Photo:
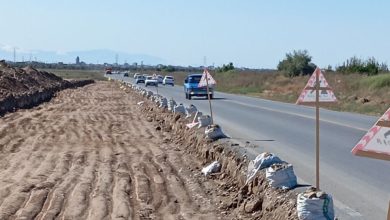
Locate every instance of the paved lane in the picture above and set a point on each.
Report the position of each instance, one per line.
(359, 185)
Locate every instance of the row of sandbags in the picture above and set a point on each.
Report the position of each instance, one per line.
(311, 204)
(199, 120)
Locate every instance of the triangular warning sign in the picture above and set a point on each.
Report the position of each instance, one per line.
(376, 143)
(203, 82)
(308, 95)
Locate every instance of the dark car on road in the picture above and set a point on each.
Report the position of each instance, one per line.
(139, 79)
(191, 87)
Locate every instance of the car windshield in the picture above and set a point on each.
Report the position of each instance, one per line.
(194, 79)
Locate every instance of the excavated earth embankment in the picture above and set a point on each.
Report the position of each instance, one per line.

_ _ _ _ _

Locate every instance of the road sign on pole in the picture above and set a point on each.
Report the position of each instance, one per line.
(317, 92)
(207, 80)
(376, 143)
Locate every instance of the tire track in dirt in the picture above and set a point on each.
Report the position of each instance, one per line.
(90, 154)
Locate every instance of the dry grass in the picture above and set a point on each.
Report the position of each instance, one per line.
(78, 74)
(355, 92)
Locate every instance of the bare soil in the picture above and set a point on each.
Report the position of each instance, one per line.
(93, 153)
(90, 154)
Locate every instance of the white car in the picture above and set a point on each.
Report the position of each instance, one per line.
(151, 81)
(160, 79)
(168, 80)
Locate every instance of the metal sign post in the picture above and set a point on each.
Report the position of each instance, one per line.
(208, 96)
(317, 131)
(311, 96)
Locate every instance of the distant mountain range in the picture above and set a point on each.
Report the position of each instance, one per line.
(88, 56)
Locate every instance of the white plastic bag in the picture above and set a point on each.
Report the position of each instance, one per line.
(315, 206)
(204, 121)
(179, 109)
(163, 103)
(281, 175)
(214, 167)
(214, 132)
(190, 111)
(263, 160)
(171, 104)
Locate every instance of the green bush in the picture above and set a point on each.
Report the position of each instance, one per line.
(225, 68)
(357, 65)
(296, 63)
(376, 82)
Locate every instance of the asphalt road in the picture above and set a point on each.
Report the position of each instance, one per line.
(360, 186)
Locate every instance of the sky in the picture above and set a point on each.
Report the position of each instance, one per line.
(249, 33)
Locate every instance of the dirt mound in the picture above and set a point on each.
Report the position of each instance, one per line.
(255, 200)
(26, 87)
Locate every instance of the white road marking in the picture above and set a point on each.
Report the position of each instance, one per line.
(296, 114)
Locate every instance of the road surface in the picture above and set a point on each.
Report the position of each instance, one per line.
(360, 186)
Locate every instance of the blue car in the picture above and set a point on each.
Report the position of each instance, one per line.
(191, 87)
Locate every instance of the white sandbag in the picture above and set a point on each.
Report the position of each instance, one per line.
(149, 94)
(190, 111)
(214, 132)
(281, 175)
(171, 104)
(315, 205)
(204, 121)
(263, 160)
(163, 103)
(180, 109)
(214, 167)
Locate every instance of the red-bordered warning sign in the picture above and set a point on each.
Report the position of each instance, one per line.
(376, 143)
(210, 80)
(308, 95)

_ _ _ _ _

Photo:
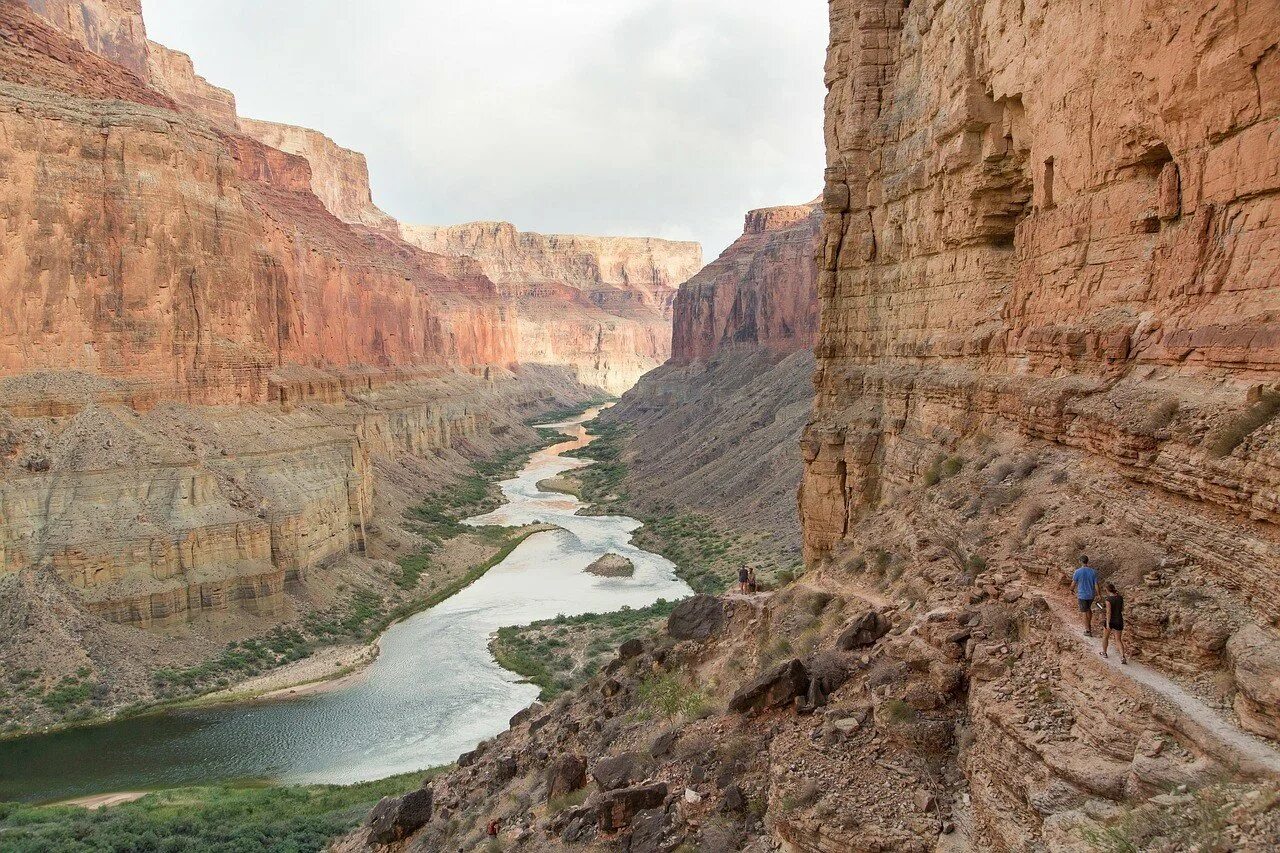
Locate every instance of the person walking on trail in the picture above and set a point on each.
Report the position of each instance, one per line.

_ _ _ _ _

EXERCISE DESCRIPTION → Find every line in the data above that contains the word "dirt" and copy each one out in full.

RESULT OF THIS TASK →
Locate every instance of the tire track in dirt in the picture above and set a point on each.
Locate every instance of the dirt mound in the picture above and set a point on each.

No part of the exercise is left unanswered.